── Kaynak metin ──
Gazze'de "ölülerin yattığı" mezarlıklar "diriler" için sığınak oldu
Soykırımcı İsrail ordusunun hava bombardımanlarının ardından kara saldırılarını başlattığı Gazze kentindeki Filistinliler, göç ettikleri güneydeki bölgelerde çok zor koşullarda yaşama tutunmaya çalışıyor.

İşgalci İsrail'in kurulduğu 1948'den bu yana Filistinlilerin bitmeyen göçü devam ediyor. Nekbe'yle (Büyük felaket) Filistin'in farklı yerlerindeki evlerini terk edip Gazze Şeridi'ne göç etmek zorunda kalan Filistinliler, mülteci kamplarında yaşamaya başlamıştı.
Bu göç serüveni 77 yıl sonra bugün olanca hızıyla devam ediyor. 2,3 milyon Filistinli, "can korkusuyla" sahip oldukları her şeyi geride bırakarak tekrar tekrar yollara düşüyor.
Şu an göçün en yoğun olarak yaşandığı nokta ise İsrail'in işgal planını bilfiil devreye soktuğu Gazze kenti. Buradan güneye doğru yoğun bir göç yaşanıyor.
Kentte soykırımcı İsrail'in ölüm makinesinden kaçanlar, gittikleri yerlerde de "ölümden beter" bir mücadelenin içine giriyorlar. Filistinliler, işgalci İsrail'in saldırılarla ve ablukayla kendilerine dar ettiği Gazze'nin güneyinde kendilerine kalacak yer bulmakta zorlanıyor.
───
── Gösterilen malzeme ──
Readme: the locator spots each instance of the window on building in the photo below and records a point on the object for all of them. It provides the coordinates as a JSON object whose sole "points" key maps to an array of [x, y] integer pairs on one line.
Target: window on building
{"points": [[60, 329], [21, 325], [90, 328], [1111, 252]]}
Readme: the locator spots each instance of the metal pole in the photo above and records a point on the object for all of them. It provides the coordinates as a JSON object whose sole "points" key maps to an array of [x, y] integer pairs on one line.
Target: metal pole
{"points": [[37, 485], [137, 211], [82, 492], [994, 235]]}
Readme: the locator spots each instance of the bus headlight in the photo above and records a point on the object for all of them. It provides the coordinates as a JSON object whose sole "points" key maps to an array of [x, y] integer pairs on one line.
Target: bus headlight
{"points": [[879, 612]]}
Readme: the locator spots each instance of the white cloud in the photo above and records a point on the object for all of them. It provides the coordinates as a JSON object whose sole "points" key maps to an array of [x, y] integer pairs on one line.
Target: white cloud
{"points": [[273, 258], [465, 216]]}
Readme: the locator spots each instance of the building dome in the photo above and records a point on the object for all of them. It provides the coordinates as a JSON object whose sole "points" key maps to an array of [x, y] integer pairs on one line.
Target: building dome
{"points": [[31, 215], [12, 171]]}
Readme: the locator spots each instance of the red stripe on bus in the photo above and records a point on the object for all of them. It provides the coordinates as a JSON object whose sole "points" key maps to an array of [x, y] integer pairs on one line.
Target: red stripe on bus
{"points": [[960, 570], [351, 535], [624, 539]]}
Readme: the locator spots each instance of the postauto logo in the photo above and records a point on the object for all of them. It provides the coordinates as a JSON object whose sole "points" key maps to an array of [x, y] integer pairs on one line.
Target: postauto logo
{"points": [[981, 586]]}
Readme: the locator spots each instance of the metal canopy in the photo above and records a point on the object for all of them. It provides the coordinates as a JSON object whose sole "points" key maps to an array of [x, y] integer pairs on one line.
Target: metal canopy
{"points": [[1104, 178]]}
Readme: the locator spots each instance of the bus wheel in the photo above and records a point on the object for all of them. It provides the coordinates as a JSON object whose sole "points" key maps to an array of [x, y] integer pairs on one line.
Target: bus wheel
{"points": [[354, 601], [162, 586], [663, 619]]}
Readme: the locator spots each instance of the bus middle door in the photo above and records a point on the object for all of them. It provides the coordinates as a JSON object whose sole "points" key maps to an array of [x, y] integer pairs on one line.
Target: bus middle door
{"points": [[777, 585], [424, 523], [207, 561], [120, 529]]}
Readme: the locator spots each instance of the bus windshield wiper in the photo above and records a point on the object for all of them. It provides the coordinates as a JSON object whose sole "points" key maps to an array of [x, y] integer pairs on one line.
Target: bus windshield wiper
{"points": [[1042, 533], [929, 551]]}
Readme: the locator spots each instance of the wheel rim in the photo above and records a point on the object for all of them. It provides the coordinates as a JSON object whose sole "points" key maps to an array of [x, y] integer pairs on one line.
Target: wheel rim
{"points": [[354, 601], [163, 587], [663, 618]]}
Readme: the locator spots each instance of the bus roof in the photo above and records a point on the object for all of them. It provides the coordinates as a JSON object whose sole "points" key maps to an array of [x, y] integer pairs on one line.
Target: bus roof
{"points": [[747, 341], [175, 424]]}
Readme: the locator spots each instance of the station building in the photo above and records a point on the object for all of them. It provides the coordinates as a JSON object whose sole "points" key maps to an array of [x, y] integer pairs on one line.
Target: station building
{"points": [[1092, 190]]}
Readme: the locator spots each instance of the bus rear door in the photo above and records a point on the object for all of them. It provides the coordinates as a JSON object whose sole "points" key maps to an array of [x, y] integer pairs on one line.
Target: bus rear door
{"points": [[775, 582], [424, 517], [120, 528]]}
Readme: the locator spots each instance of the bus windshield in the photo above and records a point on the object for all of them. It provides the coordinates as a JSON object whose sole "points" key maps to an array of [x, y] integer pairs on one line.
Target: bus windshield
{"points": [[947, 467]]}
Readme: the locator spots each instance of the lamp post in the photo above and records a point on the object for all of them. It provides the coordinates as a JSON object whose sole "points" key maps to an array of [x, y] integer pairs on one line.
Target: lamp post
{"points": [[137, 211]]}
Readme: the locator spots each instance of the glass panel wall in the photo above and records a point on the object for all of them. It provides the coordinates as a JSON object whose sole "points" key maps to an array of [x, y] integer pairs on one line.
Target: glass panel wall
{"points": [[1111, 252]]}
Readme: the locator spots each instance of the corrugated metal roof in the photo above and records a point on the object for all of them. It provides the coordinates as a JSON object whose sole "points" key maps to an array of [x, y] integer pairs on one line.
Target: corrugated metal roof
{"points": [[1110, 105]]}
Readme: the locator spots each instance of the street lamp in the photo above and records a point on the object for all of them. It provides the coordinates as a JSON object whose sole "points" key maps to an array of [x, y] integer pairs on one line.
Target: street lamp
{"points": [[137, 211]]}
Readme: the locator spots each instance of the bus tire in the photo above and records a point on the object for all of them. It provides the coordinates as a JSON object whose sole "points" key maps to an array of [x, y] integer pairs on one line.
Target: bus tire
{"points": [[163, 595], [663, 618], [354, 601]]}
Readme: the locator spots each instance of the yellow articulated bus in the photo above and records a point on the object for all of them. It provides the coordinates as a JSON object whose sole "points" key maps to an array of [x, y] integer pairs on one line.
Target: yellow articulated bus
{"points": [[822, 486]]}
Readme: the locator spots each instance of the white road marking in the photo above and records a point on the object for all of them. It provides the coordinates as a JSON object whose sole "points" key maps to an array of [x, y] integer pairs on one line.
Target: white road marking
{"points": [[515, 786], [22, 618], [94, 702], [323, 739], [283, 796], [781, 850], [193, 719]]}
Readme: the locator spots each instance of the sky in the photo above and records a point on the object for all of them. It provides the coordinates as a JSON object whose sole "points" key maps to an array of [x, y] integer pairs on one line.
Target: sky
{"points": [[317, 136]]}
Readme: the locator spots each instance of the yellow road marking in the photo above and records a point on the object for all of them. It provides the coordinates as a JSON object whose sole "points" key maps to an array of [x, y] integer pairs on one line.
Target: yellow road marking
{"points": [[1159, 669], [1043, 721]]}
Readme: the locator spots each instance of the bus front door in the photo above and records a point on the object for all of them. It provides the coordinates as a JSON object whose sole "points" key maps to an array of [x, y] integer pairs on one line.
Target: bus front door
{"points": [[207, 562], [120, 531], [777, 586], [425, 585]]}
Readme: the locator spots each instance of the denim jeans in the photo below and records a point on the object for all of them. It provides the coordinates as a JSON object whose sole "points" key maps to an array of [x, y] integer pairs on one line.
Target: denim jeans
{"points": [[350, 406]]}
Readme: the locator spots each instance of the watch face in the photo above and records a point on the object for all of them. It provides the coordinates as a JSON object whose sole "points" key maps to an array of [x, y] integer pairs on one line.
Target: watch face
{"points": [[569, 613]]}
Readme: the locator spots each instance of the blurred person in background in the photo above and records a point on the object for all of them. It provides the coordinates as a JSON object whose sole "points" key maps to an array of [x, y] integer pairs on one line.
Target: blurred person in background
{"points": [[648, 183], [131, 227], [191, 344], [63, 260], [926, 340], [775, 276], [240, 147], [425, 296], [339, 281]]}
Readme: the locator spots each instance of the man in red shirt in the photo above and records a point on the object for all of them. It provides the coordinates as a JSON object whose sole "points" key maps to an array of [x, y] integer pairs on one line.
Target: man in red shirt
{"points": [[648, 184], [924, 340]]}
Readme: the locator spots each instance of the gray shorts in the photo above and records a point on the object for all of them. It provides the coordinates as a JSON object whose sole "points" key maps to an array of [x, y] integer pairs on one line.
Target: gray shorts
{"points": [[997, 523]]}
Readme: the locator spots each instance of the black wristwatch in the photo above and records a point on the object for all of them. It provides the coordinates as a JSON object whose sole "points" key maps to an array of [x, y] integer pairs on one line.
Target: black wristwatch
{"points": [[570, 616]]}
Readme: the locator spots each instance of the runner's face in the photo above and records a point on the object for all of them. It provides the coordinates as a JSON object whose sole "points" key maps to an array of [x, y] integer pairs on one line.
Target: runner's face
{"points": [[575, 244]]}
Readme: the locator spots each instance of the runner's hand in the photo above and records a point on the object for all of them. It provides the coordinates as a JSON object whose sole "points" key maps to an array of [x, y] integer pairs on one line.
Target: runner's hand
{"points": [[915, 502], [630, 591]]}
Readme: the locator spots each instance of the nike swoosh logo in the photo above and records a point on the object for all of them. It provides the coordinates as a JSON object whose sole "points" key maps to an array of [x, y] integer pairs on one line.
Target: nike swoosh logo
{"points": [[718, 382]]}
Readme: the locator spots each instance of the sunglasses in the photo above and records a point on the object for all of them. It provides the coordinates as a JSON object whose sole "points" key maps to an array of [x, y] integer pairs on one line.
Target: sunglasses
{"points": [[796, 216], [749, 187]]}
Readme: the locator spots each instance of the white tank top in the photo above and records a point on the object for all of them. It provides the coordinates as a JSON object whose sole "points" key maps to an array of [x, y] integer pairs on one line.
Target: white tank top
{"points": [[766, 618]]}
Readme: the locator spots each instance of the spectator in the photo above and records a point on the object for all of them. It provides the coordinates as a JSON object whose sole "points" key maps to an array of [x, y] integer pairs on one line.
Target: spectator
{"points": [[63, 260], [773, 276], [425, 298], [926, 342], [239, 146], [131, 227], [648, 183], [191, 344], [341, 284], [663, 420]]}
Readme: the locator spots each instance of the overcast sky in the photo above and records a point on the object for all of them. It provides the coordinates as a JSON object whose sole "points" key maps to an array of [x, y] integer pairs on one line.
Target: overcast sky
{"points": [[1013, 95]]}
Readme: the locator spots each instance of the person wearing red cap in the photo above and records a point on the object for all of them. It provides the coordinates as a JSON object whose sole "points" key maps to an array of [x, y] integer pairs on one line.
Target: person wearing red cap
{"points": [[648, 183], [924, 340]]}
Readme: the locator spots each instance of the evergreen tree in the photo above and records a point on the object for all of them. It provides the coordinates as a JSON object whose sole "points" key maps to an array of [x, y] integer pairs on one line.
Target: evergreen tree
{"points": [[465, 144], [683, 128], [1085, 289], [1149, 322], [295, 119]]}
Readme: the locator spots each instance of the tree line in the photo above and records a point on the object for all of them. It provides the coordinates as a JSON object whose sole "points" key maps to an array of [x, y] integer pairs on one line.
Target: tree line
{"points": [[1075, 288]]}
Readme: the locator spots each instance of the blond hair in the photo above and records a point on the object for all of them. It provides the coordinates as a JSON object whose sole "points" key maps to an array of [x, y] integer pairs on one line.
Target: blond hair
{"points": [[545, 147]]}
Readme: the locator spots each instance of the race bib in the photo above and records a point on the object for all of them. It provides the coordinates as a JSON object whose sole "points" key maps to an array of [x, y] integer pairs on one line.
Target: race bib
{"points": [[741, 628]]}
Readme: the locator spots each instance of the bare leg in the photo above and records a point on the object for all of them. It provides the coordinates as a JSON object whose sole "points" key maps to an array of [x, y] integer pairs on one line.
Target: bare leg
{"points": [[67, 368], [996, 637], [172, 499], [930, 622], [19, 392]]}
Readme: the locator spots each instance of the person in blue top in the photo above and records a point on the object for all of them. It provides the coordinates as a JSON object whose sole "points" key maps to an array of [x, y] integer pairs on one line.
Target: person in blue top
───
▸ **Görev**:
Gazze'deki göçü anlatan metne göre aşağıdaki soruları yanıtlayın.
(a) Filistinlilerin bitmeyen göçü hangi yıldan bu yana devam ediyor?
(b) Kaç Filistinli sahip oldukları her şeyi geride bırakarak tekrar tekrar yollara düşüyor?
(c) Şu an göçün en yoğun yaşandığı nokta neresi?

▸ **Çözümlü yanıt**:
(a) 1948'den bu yana.
(b) 2,3 milyon Filistinli.
(c) Gazze kenti.